**EXERCISE PROMPT**
Tally the lines below that contain the word "navy", and give only that number.

..........

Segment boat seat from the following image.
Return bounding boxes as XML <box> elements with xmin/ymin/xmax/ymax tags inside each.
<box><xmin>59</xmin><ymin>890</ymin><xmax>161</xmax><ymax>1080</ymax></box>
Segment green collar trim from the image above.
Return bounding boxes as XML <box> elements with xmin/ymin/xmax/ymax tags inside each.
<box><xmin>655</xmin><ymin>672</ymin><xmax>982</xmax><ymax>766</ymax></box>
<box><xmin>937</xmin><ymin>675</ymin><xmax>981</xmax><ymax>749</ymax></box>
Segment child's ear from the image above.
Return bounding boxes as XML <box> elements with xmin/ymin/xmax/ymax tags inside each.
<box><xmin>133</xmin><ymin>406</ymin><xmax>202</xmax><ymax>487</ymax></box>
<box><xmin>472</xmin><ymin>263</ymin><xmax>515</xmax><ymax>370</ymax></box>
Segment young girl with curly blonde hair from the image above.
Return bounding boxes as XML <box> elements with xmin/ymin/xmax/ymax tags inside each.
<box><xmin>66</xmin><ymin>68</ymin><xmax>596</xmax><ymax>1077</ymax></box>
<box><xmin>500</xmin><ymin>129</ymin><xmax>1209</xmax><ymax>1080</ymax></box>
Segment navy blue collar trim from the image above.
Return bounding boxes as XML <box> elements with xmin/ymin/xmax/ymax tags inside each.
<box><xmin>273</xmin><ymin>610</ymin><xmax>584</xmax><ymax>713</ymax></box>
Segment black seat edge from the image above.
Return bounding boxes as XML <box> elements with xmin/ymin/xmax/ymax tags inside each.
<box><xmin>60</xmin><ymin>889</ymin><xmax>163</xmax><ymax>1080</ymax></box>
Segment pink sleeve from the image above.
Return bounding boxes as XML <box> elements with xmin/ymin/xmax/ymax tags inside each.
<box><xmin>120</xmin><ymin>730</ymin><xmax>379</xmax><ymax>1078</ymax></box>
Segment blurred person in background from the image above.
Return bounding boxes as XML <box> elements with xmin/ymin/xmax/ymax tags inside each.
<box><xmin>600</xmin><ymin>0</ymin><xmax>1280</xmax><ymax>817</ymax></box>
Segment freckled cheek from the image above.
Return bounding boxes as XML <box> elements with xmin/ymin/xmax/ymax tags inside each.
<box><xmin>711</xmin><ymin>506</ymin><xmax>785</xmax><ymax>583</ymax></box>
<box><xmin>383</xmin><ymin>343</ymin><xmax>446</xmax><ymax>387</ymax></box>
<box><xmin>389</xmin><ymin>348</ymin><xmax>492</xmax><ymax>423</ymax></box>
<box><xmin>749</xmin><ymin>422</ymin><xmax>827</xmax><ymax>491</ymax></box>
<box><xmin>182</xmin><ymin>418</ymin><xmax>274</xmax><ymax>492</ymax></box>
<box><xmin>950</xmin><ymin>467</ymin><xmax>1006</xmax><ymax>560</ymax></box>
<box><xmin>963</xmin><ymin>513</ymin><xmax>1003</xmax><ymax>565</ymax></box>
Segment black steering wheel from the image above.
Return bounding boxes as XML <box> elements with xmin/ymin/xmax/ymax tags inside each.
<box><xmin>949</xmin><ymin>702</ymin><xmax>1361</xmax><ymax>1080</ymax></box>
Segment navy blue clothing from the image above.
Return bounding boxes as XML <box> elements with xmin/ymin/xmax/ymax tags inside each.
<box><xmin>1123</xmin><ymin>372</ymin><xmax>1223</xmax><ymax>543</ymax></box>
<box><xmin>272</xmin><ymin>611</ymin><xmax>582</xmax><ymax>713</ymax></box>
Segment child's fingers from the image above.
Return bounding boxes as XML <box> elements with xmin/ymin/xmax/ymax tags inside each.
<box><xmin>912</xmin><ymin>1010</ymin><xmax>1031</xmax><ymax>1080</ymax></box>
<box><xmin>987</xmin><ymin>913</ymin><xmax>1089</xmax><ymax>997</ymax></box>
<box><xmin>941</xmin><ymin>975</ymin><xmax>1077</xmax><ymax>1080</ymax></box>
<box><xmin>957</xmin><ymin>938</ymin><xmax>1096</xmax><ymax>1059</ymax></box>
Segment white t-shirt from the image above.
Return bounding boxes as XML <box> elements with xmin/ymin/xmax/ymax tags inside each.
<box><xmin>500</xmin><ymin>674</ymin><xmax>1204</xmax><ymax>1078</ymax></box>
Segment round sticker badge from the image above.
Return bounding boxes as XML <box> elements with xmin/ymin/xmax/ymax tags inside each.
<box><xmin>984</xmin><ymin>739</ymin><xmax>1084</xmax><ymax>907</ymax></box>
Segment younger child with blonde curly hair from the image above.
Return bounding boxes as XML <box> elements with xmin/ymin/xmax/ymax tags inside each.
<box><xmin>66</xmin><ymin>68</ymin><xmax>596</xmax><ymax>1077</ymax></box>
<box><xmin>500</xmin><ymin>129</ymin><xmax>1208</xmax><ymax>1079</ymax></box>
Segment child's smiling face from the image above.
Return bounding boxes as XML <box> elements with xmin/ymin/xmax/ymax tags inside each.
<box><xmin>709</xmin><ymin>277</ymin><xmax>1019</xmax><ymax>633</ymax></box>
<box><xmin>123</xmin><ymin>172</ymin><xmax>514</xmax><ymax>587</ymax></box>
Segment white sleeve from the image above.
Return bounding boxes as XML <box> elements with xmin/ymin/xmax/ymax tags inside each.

..........

**WRITTEN RESPONSE**
2